## Selected passage
━━━━━━━━━━━━━━━━━━━━

That’s what happened during the recession that ended in late 2001. In state governments, the fiscal crisis lasted from 2002 through 2004.
Governors from across the country have already met with President-elect Barack Obama about the fiscal problems, and a federal stimulus package has been promised.
While that could bring money for roads and other construction projects, it may not help with rising costs for health care and education.
In Georgia, state government helps pay to educate about 2 million students and provides health care to about 1.5 million people. State government employs about 100,000 workers and pays a large portion of the salaries of more than 100,000 teachers.
Because of slow tax collections, the state of Georgia faces a budget shortfall ranging from $1.6 billion to more than $2 billion, depending on who is making the projection.
Gov. Sonny Perdue has told agencies to expect to cut spending 8 percent this year. They have been told to draw up plans for cuts in fiscal 2010, which begins July 1.
While there has been a hiring freeze at state agencies for months, there haven’t, as of yet, been large-scale layoffs.
Good by comparison
Georgia state Sen. Don Balfour (R-Snellville), who is president-elect of the NCSL this year, said the financial problems in some states seem almost hopeless.
“We’re doing bad,” Balfour said. “Compared to New York, Nevada, California, Michigan … we’re doing pretty good.”
For example, California, one of the states hit hardest by the housing meltdown, may have a shortfall reaching $40 billion over the next two years.
North Carolina state Rep. Pryor Gibson, a Democrat who serves as a House Finance Committee chairman, said his state had been a lot like Georgia in the past. Both had fast-growing populations and economies that generally outperformed the national economy.
But Charlotte is also a major center for the troubled financial sector, home to banking giants Wachovia and Bank of America.
Gibson said in a budget seminar Friday that he expects his state’s government to eventually have to lay off workers to balance the budget.
“This is new territory for us,” Gibson said. “Our anticipation is we’ll be doing a lot of cutting in North Carolina.”

━━━━━━━━━━━━━━━━━━━━

Copy the article on state budget troubles, starting at "Because of slow" and ending at "next two years.", and replace "shortfall" with "deficit" each time it appears.

━━━━━━━━━━━━━━━━━━━━

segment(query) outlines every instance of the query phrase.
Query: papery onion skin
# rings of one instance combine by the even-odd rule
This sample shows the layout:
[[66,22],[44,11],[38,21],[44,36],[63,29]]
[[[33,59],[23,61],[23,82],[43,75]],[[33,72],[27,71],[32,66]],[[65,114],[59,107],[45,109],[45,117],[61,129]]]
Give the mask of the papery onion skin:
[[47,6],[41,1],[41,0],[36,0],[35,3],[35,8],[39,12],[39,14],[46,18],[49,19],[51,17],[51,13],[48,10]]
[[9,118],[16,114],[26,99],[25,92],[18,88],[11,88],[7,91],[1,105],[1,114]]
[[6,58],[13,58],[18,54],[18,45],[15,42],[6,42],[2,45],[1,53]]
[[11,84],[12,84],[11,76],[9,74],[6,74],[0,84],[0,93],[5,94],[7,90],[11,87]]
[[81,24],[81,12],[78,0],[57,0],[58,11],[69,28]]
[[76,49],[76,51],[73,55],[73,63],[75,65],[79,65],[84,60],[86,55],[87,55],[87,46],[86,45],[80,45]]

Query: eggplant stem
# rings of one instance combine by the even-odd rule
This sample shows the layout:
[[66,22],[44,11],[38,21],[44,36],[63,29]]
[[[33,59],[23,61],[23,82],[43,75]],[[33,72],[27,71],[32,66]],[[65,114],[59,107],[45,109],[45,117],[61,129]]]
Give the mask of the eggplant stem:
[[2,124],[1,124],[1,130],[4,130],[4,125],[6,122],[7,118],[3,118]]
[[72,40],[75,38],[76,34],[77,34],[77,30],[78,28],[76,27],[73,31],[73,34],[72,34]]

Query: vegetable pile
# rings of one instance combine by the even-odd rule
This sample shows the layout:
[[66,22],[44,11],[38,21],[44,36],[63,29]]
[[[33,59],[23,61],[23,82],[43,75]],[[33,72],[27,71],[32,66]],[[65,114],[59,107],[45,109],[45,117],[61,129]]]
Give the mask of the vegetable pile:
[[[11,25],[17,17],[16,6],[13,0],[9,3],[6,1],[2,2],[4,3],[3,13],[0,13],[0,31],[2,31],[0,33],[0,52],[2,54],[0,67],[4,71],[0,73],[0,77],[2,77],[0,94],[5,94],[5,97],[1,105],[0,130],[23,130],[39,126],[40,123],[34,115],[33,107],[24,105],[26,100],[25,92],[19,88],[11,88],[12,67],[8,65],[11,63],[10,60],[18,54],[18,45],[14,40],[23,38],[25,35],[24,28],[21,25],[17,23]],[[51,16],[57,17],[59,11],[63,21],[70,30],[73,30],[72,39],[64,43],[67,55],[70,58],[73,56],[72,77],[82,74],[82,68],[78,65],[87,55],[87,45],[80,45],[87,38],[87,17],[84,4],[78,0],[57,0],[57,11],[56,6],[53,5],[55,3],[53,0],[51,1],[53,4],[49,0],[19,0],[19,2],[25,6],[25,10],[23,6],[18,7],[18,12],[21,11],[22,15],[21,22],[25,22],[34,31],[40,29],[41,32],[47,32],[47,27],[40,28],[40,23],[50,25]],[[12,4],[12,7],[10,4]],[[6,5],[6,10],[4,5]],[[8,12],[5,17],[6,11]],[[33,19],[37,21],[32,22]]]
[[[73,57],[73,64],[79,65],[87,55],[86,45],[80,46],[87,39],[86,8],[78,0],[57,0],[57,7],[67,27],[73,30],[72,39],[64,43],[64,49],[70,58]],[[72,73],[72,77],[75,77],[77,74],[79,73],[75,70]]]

━━━━━━━━━━━━━━━━━━━━

## Result
Because of slow tax collections, the state of Georgia faces a budget deficit ranging from $1.6 billion to more than $2 billion, depending on who is making the projection.
Gov. Sonny Perdue has told agencies to expect to cut spending 8 percent this year. They have been told to draw up plans for cuts in fiscal 2010, which begins July 1.
While there has been a hiring freeze at state agencies for months, there haven’t, as of yet, been large-scale layoffs.
Good by comparison
Georgia state Sen. Don Balfour (R-Snellville), who is president-elect of the NCSL this year, said the financial problems in some states seem almost hopeless.
“We’re doing bad,” Balfour said. “Compared to New York, Nevada, California, Michigan … we’re doing pretty good.”
For example, California, one of the states hit hardest by the housing meltdown, may have a deficit reaching $40 billion over the next two years.